-------- Exercise material

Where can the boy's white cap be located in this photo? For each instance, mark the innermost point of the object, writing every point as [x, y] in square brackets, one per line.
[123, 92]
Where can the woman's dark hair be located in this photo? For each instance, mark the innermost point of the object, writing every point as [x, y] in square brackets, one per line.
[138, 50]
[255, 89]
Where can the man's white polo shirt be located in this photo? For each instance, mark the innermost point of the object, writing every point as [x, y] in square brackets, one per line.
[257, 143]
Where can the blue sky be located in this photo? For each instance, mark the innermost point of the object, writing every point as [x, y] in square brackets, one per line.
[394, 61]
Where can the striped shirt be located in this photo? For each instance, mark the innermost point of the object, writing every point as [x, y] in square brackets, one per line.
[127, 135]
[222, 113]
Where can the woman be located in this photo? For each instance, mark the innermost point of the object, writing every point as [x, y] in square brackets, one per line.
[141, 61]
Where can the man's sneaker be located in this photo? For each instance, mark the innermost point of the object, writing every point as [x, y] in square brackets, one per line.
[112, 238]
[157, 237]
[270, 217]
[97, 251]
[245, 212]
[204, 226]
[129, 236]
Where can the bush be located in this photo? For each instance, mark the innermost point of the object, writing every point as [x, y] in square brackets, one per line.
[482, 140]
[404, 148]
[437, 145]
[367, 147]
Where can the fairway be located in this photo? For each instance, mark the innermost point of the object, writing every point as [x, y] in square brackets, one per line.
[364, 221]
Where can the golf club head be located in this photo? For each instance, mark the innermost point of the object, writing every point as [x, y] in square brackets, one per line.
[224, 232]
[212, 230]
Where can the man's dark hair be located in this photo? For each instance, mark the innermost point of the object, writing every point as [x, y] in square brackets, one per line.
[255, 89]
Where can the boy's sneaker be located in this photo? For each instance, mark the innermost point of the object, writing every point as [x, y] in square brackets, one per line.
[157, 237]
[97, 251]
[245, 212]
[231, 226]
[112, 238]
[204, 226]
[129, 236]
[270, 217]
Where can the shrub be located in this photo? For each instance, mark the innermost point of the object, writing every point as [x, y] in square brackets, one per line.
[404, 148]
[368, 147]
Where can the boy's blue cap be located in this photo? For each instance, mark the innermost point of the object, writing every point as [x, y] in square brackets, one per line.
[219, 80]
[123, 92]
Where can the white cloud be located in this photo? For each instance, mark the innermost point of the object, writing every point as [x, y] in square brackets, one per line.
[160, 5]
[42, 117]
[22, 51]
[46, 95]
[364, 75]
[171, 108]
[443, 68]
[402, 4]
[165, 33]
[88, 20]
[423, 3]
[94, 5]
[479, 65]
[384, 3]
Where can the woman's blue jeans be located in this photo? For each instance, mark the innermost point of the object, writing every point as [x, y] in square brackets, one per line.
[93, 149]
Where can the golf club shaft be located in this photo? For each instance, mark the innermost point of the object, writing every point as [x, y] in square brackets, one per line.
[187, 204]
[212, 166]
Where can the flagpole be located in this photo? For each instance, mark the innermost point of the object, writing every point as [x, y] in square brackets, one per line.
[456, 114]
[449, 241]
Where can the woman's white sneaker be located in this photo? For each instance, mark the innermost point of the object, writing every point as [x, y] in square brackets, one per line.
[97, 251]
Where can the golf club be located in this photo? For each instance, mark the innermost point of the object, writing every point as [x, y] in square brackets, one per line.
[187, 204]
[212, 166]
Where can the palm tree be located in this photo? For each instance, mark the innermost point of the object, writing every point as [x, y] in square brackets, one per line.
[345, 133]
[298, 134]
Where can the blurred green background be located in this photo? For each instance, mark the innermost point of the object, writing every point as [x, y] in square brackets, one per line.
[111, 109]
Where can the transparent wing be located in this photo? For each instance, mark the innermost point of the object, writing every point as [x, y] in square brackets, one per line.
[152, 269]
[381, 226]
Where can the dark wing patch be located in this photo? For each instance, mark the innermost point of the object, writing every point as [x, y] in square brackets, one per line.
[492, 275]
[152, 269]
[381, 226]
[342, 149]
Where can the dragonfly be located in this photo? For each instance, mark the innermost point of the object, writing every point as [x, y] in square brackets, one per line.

----------------

Could you copy out, word for word, the records above, starting at the line containing "Where can the palm" and continuing through the end of the records?

Where can the palm tree be located in this photo? For each instance, mark the innermost point of the object, writing every point as [x, y] in square brackets, one per line.
[345, 133]
[298, 134]
Where can the blurred green background be located in this photo? For each instance, mark the innermost point of the object, writing every point as [x, y] in square brackets, one per line.
[111, 109]
Where can the transparent wing be located in this photo? For each instance, mark the innermost point of the object, writing every point as [x, y] in square brackets, one per line.
[152, 269]
[381, 226]
Where can the dark wing patch be located in this photo? For each instance, mark the innermost point of the object, writing every point as [x, y] in square brackets, one per line.
[492, 275]
[152, 269]
[381, 226]
[342, 149]
Where can the dragonfly be located in this photo? For each instance, mark the innermost point of the object, writing every point as [x, y] in square brackets, one per line.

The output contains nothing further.